To do ▸
Rewrite the part of the notes from "Lords of manors" up to and including "distinguish between them.", swapping "tenants" for "vassals".

[[ Passage, beginning ]]

In the 12th century most English landowners owning a manor or more would have accepted the rank of knight; from the mid 13th however, the increasing expense of knighthood, both the higher costs of armour and warhorses, and those of the ceremony of knighting and of the display required by that rank, led many lesser landowners to refrain from being knighted, although they still claimed to belong to the 'gently-born' aristocracy. From about 1350 such lesser aristocrats began to be called squires: cf. the distinction in the socially graduated poll tax of 1379 (see Dobson, Peasants' Revolt, p. 107,) between squires wealthy enough to be knights, those of lesser estate, and those, not owning property, in service or in arms. Here, and [[p. 250 para. 4]], Morris probably intends mainly the social meaning; on [[p. 232 para. 3]] ('squires and knights'), he is using the military one. These developments are fully discussed in N. Saul, Knights and Esquires (1986), chapter 1.
Lords of manors usually held two types of court for their tenants. One, later technically styled a 'court baron', dealt with the rights and obligations of those tenants (primarily the unfree) related to the lands that they occupied. The other, the leet, formally called the 'view of frankpledge', handled the enforcement of public order and the repression of such nuisances as badly maintained roads and drainage ditches, wrongly sited dung heaps, etc., also often controlling the quality and price of bread and ale. In practice the two kinds of court were usually held on the same day(s), (though leets came at longer intervals), one after the other, and Morris may not intend to distinguish between them.
** gown ... hood .. bag The Dreamer’s costume is modeled on that worn in the late 14th century by educated lay civilians; the head-dress in particular resembles that worn by Chaucer in his traditional portraits. p. 20 I para. 2
In early Christian legend St. Clement I, a close successor of St. Peter as bishop of Rome, was martyred by being thrown into the Black Sea, to whose coasts he had been exiled, fastened to an anchor. Hence he was reckoned as the patron of workers in iron, such as blacksmiths.
** the butts
English medieval villages were expected, and eventually required by law, to have archery butts where men could practise using the national weapon, the long-bow.
p. 203 para. 2 John the Miller ... The king's son of heaven .... These lines, here taken as the peasants’ password, are the opening ones of verses in one of the gnomic letters circulated among peasants, this one openly ascribed to John Ball, (see Dobson, Peasants' Revolt, pp. 380-33) in which they tried to arouse awareness of their discontent. The use of such letters to spread the message of revolt is discussed in S. Justice, Writing and Revolt: England in 1381 (1994). Morris has substituted 'that' for the 'hath' of the original verses.

[[ Passage, end ]]
[[ Material shown, beginning ]]

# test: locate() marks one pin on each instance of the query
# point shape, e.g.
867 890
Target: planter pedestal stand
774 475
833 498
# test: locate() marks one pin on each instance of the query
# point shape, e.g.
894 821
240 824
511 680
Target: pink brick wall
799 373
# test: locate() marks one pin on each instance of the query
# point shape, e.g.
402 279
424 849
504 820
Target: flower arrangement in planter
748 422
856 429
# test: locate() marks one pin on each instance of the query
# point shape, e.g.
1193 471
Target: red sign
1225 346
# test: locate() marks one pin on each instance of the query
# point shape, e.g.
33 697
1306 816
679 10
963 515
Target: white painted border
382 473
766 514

[[ Material shown, end ]]
[[ Material shown, beginning ]]

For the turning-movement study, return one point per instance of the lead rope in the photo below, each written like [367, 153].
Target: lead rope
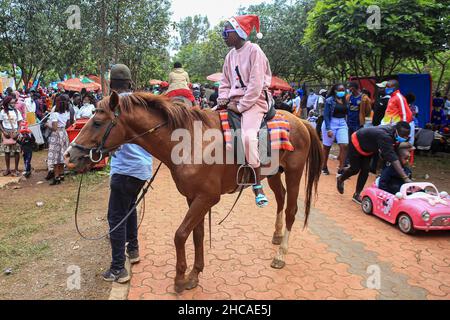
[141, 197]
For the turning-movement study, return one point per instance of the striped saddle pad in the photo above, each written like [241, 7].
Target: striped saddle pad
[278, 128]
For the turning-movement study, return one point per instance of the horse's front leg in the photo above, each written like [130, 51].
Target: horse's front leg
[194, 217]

[[ Material shown, end ]]
[[ Material shown, beginning ]]

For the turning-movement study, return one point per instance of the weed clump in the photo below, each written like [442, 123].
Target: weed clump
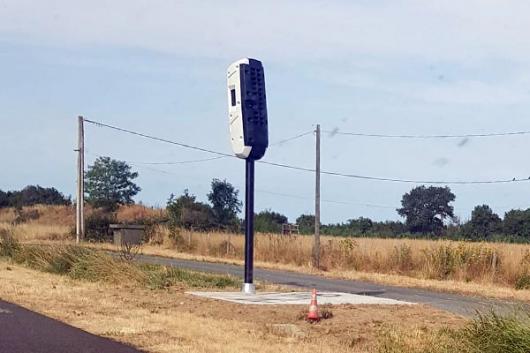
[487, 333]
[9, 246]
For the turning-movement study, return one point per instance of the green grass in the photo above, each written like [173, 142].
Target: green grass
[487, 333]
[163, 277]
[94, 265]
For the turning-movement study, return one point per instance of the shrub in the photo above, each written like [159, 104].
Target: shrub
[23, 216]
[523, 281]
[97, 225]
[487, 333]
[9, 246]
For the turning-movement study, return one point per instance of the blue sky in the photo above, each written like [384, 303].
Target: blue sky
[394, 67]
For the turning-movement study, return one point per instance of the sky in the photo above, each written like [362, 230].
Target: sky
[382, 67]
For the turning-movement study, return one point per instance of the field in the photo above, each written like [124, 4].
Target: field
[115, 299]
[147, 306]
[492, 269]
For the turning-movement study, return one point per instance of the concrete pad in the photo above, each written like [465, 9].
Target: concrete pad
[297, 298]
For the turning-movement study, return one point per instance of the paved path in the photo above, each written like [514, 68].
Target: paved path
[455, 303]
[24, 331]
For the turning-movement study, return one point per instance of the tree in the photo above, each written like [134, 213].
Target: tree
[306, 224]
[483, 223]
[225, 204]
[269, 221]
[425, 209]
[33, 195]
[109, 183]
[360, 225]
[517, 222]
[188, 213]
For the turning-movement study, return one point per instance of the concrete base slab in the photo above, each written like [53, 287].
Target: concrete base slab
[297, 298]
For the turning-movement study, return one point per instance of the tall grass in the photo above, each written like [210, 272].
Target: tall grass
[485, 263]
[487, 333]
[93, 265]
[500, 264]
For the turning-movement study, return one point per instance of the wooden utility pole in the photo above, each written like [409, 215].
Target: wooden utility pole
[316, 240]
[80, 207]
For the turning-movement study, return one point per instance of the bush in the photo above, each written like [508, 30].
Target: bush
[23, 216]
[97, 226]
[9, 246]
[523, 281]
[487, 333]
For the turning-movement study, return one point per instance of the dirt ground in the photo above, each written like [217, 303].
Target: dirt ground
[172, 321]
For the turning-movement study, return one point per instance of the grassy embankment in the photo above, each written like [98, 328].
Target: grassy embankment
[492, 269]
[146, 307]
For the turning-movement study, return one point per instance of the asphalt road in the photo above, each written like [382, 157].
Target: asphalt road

[[ Material shown, end ]]

Response ▸
Lords of manors usually held two types of court for their vassals. One, later technically styled a 'court baron', dealt with the rights and obligations of those vassals (primarily the unfree) related to the lands that they occupied. The other, the leet, formally called the 'view of frankpledge', handled the enforcement of public order and the repression of such nuisances as badly maintained roads and drainage ditches, wrongly sited dung heaps, etc., also often controlling the quality and price of bread and ale. In practice the two kinds of court were usually held on the same day(s), (though leets came at longer intervals), one after the other, and Morris may not intend to distinguish between them.